◆ SET TASK ◆
Rewrite the material below from the line containing "Help me find the window" down through the line containing "[320,138,346,154]", substituting "arched brick detail" for "brick arch detail" and keeping everything else the same.

◆ GIVEN ENTRIES ◆
-- begin --

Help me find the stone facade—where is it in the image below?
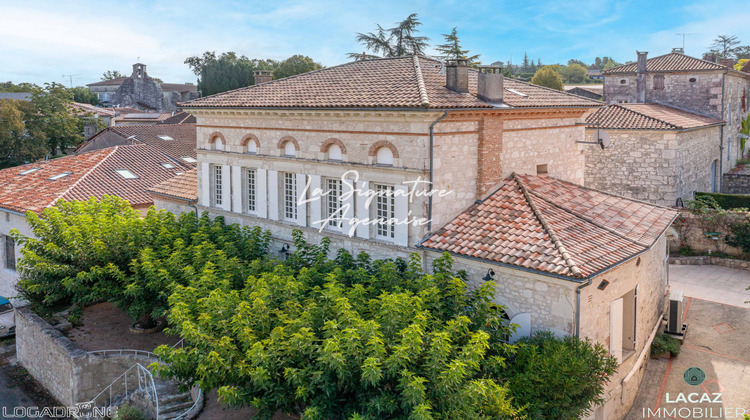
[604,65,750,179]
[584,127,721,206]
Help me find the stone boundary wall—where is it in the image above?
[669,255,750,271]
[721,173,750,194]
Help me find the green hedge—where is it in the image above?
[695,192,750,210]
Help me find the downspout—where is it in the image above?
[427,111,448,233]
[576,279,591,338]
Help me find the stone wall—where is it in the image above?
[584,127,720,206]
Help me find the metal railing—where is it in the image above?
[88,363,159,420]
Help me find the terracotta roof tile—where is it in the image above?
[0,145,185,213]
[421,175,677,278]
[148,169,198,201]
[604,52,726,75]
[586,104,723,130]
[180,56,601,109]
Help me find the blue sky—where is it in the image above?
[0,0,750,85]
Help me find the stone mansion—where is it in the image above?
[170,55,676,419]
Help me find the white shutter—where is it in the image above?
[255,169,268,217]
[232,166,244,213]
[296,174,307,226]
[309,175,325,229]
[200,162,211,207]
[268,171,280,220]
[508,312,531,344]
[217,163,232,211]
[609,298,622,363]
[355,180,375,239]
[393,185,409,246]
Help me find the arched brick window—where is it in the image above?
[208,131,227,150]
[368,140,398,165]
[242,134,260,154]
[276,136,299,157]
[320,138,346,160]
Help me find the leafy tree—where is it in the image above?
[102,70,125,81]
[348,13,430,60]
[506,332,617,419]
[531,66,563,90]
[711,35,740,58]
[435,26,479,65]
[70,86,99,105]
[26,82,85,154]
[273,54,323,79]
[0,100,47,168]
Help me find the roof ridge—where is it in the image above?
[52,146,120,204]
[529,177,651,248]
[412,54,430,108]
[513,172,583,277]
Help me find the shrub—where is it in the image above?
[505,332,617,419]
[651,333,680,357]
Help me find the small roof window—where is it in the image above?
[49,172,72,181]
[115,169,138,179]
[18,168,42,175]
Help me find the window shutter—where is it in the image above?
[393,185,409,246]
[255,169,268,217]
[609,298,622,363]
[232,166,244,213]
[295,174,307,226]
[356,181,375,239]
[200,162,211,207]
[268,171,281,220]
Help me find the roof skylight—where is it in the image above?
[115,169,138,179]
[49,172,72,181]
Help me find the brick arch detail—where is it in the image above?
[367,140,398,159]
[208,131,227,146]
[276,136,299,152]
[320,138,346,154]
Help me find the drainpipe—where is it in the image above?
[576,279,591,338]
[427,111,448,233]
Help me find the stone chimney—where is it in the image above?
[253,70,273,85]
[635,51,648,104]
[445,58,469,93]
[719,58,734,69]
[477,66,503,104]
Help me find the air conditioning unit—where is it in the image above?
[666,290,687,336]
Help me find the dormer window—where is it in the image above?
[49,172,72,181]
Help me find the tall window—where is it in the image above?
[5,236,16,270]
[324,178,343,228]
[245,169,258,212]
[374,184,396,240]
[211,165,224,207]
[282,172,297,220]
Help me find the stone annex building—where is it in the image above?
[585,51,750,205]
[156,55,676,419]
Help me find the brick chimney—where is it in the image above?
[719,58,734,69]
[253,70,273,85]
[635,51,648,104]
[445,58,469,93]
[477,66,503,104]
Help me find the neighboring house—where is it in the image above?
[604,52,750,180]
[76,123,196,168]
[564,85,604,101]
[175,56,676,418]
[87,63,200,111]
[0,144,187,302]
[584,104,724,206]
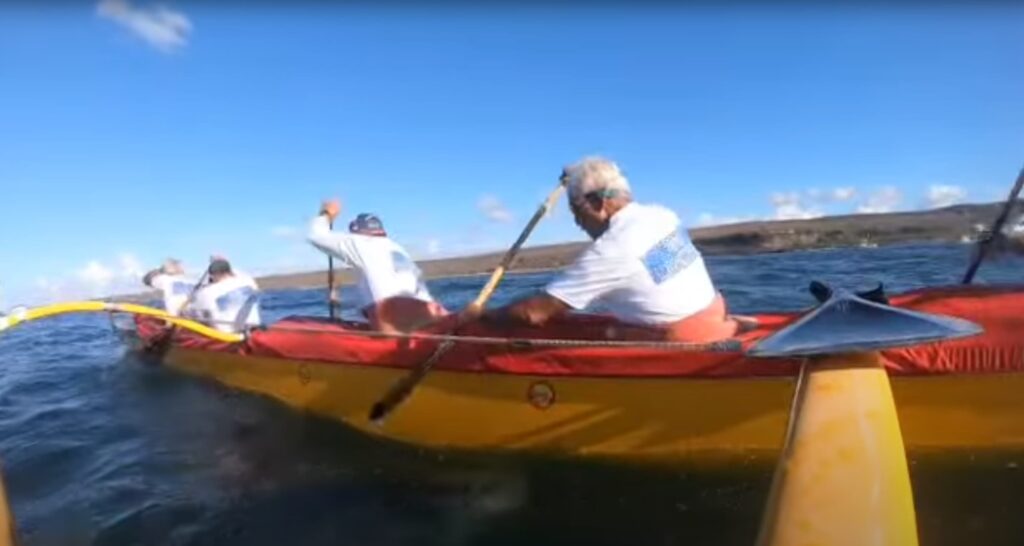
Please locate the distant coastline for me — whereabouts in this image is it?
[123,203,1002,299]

-- end --

◆ SOLUTION TO THIS EXERCISE ◆
Help me find the window shutter—where is it in the image above?
[393,185,409,246]
[255,169,268,217]
[609,298,622,363]
[232,166,244,213]
[295,174,307,226]
[356,181,375,239]
[200,162,211,207]
[268,171,281,220]
Help me find the roof skylight—where is it in the image above?
[115,169,138,179]
[49,172,72,181]
Help me find the arched brick detail—where is it in the image above?
[367,140,398,159]
[208,131,227,146]
[276,136,299,152]
[320,138,346,154]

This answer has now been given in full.